» Selected text:
* * * * *

Anomaly detection using principal component classifier, cutoffs selection I am trying to implement anomaly detection using principal component classifier proposed in "A novel anomaly detection scheme based on principal component classifier" by Shyu et al.
It proposes that instead of using only the major principal components, it is better to use major as well as minor principal components. For example, the paper uses major principal components that explain 50% of the total variance and the minor components having eigenvalues less than 0.2.
What I am unclear about is the selection of hard cutoffs such as 50% and 0.2. Is there any science behind it? Can anyone please explain?
 A: The first cutoff, the principal components that explain 50% of the total variance, is indeed suggested based on the authors' experiments on the KDD CUP 99 dataset. Underneath Table 2 they explain that they tested cutoffs between 30% to 70%, and that 50% achieved the highest detection rate at the lowest false alarm rate.
As far as I can tell, they have not mentioned any reasoning behind choosing eigenvalues less than 0.2 but I suspect that they used a similar method. That is, testing various cutoffs between some range, and choosing the cutoff which gives the best results on this dataset.

* * * * *

» Listed entries:
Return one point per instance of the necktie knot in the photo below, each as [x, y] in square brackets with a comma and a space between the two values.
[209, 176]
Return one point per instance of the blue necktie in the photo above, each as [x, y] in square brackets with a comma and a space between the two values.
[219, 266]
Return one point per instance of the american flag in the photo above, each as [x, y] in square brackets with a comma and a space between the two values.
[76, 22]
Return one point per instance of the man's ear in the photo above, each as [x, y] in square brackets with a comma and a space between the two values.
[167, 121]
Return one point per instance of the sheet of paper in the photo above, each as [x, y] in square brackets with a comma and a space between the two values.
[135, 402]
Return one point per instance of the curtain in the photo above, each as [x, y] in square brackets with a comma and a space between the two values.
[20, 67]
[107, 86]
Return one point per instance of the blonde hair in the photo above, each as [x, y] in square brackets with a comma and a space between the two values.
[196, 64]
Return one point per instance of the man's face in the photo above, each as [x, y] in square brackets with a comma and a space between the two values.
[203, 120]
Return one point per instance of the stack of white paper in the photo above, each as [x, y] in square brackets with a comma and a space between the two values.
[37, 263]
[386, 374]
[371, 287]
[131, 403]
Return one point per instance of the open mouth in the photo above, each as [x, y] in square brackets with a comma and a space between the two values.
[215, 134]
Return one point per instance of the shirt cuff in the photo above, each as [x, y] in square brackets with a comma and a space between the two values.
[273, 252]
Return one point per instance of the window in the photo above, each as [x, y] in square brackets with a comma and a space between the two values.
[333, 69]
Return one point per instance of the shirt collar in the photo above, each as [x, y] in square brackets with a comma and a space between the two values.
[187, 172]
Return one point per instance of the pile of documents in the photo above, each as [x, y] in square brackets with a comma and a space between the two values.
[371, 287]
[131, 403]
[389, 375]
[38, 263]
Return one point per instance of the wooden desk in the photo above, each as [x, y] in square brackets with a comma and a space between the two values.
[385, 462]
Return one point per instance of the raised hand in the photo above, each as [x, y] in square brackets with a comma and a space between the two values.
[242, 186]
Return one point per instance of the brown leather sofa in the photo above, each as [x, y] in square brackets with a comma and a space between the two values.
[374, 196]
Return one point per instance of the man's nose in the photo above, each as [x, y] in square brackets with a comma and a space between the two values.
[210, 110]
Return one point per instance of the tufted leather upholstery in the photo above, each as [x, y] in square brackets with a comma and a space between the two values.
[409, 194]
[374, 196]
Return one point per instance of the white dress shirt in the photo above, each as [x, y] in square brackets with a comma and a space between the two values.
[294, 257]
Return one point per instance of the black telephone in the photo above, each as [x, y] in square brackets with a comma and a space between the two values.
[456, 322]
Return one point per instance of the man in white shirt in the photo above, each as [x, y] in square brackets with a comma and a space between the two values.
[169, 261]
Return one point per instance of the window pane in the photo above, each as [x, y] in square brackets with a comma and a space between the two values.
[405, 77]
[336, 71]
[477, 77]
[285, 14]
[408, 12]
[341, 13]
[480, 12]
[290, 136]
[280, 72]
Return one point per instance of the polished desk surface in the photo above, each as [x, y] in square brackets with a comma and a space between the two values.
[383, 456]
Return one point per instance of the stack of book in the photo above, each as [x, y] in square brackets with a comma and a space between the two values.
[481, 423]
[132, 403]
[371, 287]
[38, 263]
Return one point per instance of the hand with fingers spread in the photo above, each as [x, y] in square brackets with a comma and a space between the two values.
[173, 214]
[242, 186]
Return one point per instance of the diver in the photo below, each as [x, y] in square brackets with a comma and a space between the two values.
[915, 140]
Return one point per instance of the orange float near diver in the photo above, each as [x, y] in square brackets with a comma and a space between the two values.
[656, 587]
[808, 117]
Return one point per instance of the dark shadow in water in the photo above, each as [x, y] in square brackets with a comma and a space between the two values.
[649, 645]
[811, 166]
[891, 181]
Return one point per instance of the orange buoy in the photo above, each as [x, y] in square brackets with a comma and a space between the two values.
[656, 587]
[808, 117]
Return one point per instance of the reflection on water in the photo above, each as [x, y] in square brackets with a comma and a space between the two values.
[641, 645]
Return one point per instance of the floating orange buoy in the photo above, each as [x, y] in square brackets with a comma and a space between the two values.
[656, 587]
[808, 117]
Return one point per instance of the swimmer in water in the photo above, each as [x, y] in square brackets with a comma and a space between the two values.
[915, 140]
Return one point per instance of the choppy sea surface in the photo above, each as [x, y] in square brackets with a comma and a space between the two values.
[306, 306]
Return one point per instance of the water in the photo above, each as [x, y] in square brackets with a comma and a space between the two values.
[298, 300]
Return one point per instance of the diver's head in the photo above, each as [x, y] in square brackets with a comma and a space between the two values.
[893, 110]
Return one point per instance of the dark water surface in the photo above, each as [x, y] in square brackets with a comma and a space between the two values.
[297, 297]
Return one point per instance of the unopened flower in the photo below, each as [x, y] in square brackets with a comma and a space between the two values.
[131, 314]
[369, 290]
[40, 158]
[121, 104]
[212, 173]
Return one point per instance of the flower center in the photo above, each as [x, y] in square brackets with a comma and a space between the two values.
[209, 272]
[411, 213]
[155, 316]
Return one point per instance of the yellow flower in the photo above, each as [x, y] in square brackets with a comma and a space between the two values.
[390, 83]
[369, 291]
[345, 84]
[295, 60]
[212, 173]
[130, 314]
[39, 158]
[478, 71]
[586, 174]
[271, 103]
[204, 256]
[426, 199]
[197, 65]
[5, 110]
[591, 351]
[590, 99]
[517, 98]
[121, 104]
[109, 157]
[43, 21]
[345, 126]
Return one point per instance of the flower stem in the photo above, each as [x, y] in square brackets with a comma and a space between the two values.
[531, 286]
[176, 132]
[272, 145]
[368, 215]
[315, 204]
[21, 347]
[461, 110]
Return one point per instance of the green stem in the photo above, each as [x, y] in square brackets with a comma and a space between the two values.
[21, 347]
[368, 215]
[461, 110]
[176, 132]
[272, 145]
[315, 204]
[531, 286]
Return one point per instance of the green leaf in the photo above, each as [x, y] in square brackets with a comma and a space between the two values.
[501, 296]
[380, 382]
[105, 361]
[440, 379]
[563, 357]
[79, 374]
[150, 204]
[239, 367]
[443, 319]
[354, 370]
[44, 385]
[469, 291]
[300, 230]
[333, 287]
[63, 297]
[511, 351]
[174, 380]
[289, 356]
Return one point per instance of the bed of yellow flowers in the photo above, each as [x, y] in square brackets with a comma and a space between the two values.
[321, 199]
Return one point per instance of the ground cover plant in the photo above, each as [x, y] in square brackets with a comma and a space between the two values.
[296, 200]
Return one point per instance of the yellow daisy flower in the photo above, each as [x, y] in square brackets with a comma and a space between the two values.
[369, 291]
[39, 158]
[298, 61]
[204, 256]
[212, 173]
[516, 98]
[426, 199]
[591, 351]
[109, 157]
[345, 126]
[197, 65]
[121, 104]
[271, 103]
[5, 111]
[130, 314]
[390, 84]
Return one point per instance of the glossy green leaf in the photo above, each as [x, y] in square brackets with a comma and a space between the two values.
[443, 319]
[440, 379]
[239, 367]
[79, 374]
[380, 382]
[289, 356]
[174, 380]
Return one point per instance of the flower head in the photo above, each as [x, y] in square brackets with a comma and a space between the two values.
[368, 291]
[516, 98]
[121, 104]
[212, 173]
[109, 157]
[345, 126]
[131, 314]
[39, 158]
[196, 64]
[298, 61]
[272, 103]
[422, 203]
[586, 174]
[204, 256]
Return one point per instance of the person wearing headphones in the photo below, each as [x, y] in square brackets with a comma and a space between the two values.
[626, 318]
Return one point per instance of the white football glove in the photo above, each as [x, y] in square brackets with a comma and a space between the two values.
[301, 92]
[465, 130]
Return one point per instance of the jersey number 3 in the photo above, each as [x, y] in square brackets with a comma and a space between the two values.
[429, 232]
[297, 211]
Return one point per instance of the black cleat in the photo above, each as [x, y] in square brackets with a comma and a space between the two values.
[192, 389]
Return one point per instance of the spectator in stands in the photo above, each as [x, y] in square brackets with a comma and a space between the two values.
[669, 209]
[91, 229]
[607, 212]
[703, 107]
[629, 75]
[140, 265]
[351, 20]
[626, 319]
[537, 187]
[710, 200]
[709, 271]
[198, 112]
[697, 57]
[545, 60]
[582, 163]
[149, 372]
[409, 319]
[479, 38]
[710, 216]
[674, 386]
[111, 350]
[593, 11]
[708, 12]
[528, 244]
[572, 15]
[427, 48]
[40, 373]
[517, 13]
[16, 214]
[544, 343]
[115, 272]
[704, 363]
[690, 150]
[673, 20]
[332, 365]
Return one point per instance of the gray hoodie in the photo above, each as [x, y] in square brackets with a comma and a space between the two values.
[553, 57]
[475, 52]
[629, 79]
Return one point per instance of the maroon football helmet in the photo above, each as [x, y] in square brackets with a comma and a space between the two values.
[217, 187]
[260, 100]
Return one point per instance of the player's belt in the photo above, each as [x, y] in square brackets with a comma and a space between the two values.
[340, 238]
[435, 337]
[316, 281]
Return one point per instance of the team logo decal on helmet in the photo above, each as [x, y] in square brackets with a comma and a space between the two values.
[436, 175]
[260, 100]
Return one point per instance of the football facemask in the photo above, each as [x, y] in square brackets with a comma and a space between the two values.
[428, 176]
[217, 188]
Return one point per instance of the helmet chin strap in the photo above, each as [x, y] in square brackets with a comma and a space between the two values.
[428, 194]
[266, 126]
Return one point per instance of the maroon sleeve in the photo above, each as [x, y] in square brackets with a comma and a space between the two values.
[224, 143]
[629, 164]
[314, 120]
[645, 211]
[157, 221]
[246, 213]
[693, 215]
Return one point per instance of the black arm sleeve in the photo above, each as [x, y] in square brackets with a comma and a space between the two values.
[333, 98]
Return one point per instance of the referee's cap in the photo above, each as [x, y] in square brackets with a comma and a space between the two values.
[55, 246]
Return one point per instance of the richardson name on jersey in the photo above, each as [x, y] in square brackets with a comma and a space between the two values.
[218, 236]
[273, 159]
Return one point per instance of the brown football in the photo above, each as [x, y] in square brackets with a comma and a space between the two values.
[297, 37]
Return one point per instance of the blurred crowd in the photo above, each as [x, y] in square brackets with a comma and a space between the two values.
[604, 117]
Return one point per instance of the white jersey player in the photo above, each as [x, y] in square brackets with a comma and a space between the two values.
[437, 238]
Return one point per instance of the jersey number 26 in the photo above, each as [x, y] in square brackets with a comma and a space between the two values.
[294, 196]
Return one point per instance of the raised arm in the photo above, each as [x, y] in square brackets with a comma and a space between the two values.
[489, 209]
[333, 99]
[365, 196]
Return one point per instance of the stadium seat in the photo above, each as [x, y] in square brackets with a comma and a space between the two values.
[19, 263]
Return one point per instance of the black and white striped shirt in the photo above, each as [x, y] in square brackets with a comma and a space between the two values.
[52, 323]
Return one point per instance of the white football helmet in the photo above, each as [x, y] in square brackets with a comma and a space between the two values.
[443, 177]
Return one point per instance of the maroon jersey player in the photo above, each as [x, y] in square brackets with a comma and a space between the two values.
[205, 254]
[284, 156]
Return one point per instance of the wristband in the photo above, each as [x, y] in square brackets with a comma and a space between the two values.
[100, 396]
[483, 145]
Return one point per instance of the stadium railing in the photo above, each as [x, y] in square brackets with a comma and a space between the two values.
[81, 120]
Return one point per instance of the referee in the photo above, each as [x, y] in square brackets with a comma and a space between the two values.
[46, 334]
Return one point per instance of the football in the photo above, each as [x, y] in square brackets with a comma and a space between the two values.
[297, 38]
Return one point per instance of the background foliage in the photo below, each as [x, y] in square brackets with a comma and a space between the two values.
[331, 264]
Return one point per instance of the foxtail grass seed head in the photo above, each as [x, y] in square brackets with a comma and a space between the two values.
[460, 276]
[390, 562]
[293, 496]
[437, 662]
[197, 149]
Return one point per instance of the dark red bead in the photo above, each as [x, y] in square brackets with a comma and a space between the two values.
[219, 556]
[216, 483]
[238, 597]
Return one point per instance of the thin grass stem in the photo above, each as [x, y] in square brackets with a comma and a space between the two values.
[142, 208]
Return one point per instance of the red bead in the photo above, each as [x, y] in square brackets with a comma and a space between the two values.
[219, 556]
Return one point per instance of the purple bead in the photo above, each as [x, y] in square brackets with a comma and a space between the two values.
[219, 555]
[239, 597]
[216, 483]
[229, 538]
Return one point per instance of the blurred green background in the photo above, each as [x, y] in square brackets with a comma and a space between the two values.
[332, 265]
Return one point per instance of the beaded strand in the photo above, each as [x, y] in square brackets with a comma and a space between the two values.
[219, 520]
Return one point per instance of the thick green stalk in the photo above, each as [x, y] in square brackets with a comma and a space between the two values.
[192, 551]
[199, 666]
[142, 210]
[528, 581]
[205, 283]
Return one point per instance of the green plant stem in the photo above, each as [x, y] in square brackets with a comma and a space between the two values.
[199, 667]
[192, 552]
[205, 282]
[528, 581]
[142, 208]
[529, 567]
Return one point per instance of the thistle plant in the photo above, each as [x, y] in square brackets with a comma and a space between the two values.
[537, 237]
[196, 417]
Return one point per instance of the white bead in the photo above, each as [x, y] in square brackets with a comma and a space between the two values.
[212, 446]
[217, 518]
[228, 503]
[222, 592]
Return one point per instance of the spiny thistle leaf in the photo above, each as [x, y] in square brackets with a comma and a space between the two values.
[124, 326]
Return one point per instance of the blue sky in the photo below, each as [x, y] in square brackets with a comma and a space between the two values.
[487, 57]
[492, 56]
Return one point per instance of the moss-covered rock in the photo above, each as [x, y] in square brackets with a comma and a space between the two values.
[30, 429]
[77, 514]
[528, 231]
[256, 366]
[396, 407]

* * * * *

» Brief:
Answer these questions from the text on anomaly detection:
1. Which paper proposes the principal component classifier?
2. Below what value must the eigenvalues of the minor components fall?
3. What range of variance cutoffs did the authors test?

» The output:
1. "A novel anomaly detection scheme based on principal component classifier" by Shyu et al.
2. 0.2
3. 30% to 70%